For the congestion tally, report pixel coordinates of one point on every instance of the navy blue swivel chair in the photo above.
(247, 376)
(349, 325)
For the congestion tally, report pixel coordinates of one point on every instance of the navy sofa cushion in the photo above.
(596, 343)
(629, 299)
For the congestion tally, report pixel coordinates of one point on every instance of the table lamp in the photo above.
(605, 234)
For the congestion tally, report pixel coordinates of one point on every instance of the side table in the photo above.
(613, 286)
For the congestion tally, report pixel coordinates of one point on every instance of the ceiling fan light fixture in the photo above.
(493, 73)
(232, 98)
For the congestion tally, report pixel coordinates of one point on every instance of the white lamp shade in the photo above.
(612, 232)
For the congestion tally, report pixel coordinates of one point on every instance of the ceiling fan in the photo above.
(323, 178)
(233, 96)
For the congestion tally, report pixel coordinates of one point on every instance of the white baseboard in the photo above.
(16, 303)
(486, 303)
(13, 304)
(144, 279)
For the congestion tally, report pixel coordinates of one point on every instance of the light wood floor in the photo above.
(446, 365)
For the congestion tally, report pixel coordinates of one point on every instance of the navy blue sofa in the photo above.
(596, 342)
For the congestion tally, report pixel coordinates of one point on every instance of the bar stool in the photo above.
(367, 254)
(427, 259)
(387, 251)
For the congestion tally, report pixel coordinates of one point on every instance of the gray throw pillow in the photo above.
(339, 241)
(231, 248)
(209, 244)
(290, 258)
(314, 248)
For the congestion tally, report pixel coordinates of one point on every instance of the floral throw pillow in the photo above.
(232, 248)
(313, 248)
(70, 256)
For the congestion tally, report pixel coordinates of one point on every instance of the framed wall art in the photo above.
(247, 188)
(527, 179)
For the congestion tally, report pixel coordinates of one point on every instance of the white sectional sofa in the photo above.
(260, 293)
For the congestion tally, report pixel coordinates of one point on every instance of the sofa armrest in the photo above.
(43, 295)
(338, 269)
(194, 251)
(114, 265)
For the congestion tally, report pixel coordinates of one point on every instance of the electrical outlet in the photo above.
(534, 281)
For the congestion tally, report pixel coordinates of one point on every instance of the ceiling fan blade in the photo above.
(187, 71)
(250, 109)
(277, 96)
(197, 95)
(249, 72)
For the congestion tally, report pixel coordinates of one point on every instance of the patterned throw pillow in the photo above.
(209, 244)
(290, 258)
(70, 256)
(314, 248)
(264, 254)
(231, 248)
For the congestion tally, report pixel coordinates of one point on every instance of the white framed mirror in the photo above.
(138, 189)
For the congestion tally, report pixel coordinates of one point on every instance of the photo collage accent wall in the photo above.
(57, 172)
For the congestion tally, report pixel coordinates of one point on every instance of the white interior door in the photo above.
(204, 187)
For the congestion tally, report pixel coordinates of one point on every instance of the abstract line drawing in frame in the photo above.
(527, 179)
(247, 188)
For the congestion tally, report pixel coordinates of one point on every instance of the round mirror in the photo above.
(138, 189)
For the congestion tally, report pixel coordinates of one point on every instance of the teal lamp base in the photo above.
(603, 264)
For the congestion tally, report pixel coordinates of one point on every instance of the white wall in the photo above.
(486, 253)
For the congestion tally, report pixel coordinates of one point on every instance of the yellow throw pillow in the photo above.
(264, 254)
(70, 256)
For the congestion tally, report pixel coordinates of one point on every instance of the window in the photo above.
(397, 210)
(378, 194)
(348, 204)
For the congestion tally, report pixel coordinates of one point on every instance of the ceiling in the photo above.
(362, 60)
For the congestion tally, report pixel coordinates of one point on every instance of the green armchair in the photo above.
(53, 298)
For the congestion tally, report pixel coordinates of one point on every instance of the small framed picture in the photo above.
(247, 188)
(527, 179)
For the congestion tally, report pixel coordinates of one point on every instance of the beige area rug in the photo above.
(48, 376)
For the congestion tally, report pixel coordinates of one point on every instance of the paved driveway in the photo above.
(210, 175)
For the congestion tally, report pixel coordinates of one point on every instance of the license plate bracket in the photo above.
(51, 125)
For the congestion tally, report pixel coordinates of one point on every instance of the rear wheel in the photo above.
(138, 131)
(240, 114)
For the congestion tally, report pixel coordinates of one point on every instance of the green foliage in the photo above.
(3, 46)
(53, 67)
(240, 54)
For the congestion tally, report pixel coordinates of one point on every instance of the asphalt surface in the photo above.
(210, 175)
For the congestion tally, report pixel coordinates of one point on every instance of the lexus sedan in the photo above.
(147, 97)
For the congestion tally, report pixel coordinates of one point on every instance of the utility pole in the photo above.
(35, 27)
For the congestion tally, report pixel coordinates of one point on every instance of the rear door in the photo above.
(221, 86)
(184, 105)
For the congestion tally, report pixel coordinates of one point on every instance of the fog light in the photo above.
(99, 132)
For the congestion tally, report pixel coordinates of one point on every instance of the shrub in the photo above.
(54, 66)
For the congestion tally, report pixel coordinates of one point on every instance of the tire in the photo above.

---+---

_WHAT TO PRODUCE_
Revise the material above so that every "congestion tally" reads "density survey", leaving everything else untouched.

_RESULT OF THIS TASK_
For the density survey, report pixel coordinates of one point on every instance of the navy blue swivel chair in the photo above.
(247, 376)
(349, 325)
For the density survey, report pixel coordinates of one point on every instance of the navy sofa cushion in the photo above.
(596, 343)
(629, 299)
For the density survey, report pixel coordinates of one point on every instance of the table lamp in the photo above.
(605, 234)
For the density survey, report pixel coordinates of one point on every instance of the side table in the photo above.
(613, 286)
For the density survey, report pixel coordinates of one point on every instance of the ceiling fan light fixture in the photo above.
(493, 73)
(232, 98)
For the density survey, report pixel coordinates of one point on every instance of the white lamp shade in the photo above.
(612, 232)
For the density survey, report pixel coordinates of one point on every instance of the ceiling fan in the photo above.
(323, 178)
(233, 96)
For the density survey, report pixel coordinates of one point on every instance of the white baseboard in the photo above.
(16, 303)
(486, 303)
(13, 304)
(144, 279)
For the density survey, report pixel coordinates of one point on every instance of the light wood floor in the photo above.
(446, 365)
For the density survey, report pixel coordinates of one point on every instance of the navy blue sofa in the photo above.
(596, 342)
For the density survey, report pixel coordinates of one point on every instance of the bar stool in the photo above.
(367, 254)
(427, 259)
(387, 251)
For the density survey, report pixel coordinates of one point on every instance of the gray throw pillow in the photo above.
(339, 241)
(231, 248)
(209, 244)
(290, 258)
(314, 248)
For the density survey, report pixel coordinates of one point on every instance of the floral throw pillow in the photo above.
(232, 248)
(313, 248)
(70, 256)
For the density survey, report pixel coordinates of one point on every instance of the framed wall art in the photo above.
(247, 188)
(527, 179)
For the density survey, report pixel coordinates of one point on every instance of the white sectional sofa in the photo above.
(260, 293)
For the density survey, report pixel coordinates of one point on every instance of the sofa armrest in the photo above.
(43, 295)
(338, 269)
(194, 251)
(114, 265)
For the density survey, report pixel coordinates of one point on every instance of the electrical outlet in the photo above.
(534, 281)
For the density survey, report pixel coordinates of one point on every instance of the ceiling fan blade in the photo above.
(187, 71)
(250, 109)
(277, 96)
(197, 95)
(249, 72)
For the density survey, report pixel coordinates of one point on every instance of the patterned throw pillow in the photo above.
(209, 244)
(290, 258)
(70, 256)
(314, 248)
(264, 254)
(231, 248)
For the density survey, report pixel coordinates of one point on every instance of the white framed mirror in the photo above.
(138, 189)
For the density survey, report pixel coordinates of one point on every instance of the photo collage accent wall in the photo above.
(57, 172)
For the density survey, report pixel coordinates of one point on every instance of the white interior door in the photo above.
(204, 187)
For the density survey, report pixel coordinates of one point on every instance of the abstract line drawing in frame in the photo above.
(527, 179)
(247, 188)
For the density survey, report pixel coordinates of one point on every instance of the round mirror in the photo above.
(138, 189)
For the density survey, report pixel coordinates of one point on every instance of the teal lamp base in the photo above.
(603, 264)
For the density survey, report pixel coordinates of one point on every instance of the white wall in the photo above.
(486, 253)
For the density survey, report pixel coordinates of one point on every instance of the yellow throw pillow in the photo above.
(264, 254)
(70, 256)
For the density survey, report pixel coordinates of one point on every instance of the window in the photo above.
(397, 210)
(378, 194)
(348, 204)
For the density survey, report pixel coordinates of one point on every instance of the ceiling in the photo above.
(362, 60)
For the density survey, report pixel coordinates of one point on every instance of the green armchair in the photo above.
(53, 298)
For the density survey, report pixel coordinates of one point on every instance of the small framed picture in the photo above.
(247, 188)
(527, 179)
For the density survey, report pixel coordinates of one point on every instance of the beige area rug in the photo above.
(48, 376)
For the density survey, report pixel coordinates of one point on every instance of the paved driveway in the photo above.
(210, 175)
For the density survey, report pixel coordinates of one point on every instance of the license plate bracket in the photo above.
(51, 125)
For the density survey, report pixel coordinates of one point on every instance of the rear wheel in the photo above.
(138, 131)
(240, 114)
For the density survey, report pixel coordinates of one point on every instance of the green foliage in the photo above.
(3, 46)
(53, 67)
(240, 54)
For the density survey, report pixel coordinates of one point on every instance of the asphalt surface in the photo above.
(210, 175)
For the density survey, report pixel coordinates of one point on every instance of the lexus sedan in the photo above.
(147, 97)
For the density survey, report pixel coordinates of one point on every instance of the utility pole in the photo above.
(35, 27)
For the density survey, report pixel coordinates of one point on every instance of the rear door in the photo above.
(221, 86)
(184, 105)
For the density survey, report pixel coordinates of one point on every instance of the fog light in the photo above.
(99, 132)
For the density survey, report pixel coordinates of one point on every instance of the shrub in the photo above.
(54, 66)
For the density survey, report pixel coordinates of one point on every instance of the tire in the photo above.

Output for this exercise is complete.